Chi dovrebbe lavorare su questi input. La politica?
“Le responsabilità della classe dirigente di centrosinistra e centrodestra nei confronti della capitale sono evidenti. Sono stati commessi troppi errori”.
Eppure i partiti, vecchi o nuovi, sono sempre lì. Lei a chi affiderebbe il tesoro di informazioni di #Mapparoma?
“Il Pd e il Movimento 5 Stelle non ce l’hanno fatta. Quello dei 5S è stato un tentativo generoso, ma non sono riusciti a portare in Campidoglio le idee che avevano”.
E la Lega di Salvini oggi va a pescare voti nelle periferie che avevano scelto i 5S.
“La destra non ha il problema di avere una visione della città. Aizza la rabbia e la fomenta, coprendo nel frattempo i peggiori interessi economici”.

■ DATI IN INGRESSO:
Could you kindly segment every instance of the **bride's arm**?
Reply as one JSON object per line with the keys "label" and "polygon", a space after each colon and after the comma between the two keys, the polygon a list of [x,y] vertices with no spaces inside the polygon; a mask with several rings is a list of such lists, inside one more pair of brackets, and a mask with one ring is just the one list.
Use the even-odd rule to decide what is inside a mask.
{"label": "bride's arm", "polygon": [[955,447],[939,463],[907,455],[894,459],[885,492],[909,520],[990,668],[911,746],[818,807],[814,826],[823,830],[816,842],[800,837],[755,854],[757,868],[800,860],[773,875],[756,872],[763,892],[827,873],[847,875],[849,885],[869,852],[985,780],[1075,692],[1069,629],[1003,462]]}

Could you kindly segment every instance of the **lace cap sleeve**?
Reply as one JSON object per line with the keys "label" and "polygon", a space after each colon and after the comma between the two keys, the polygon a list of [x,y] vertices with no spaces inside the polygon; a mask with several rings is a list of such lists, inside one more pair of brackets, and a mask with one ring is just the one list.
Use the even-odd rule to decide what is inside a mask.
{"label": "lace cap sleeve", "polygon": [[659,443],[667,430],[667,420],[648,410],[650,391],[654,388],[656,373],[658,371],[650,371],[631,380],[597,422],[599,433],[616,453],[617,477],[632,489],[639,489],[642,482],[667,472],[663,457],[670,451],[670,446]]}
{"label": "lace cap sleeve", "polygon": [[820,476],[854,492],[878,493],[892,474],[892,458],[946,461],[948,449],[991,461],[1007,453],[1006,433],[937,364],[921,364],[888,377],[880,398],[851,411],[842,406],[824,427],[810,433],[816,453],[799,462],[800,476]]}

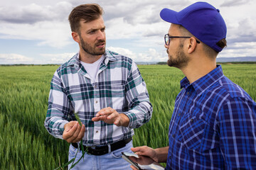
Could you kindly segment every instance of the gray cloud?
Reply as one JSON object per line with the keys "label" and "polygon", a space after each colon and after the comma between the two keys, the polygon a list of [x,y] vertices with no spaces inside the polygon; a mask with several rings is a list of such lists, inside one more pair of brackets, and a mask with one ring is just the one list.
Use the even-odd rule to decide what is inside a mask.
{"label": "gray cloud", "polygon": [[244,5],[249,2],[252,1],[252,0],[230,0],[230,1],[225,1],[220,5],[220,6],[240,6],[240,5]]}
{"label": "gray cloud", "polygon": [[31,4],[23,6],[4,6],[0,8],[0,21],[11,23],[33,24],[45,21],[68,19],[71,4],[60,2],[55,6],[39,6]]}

--

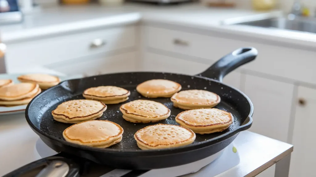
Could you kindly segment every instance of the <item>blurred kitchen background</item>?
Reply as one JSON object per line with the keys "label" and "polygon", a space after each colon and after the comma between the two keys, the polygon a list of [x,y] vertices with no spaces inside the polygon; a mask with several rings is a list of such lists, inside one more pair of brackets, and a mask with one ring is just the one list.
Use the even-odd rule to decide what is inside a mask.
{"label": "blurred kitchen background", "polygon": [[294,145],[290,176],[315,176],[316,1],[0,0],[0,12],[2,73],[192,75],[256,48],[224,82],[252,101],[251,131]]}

* * *

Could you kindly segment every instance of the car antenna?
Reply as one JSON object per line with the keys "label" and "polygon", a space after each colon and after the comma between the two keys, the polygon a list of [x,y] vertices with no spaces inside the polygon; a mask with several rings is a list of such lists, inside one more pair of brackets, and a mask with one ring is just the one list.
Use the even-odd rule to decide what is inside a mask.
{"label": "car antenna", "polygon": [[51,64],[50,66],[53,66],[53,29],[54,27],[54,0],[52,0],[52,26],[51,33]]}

■ ATTIVITÀ:
A – Riassumi l'intervista in due frasi.
B – Restituisci il tratto dell'intervista che va da "Chi dovrebbe lavorare" fino a "scelto i 5S.".

■ SOLUZIONI:
A – Nell'intervista si sostiene che la classe dirigente di centrosinistra e centrodestra ha commesso troppi errori nei confronti della capitale e che né il Pd né il Movimento 5 Stelle ce l'hanno fatta, perché i 5S non sono riusciti a portare in Campidoglio le loro idee. Della destra si dice che non si pone il problema di avere una visione della città, ma aizza e fomenta la rabbia coprendo nel frattempo i peggiori interessi economici.

B –
Chi dovrebbe lavorare su questi input. La politica?
“Le responsabilità della classe dirigente di centrosinistra e centrodestra nei confronti della capitale sono evidenti. Sono stati commessi troppi errori”.
Eppure i partiti, vecchi o nuovi, sono sempre lì. Lei a chi affiderebbe il tesoro di informazioni di #Mapparoma?
“Il Pd e il Movimento 5 Stelle non ce l’hanno fatta. Quello dei 5S è stato un tentativo generoso, ma non sono riusciti a portare in Campidoglio le idee che avevano”.
E la Lega di Salvini oggi va a pescare voti nelle periferie che avevano scelto i 5S.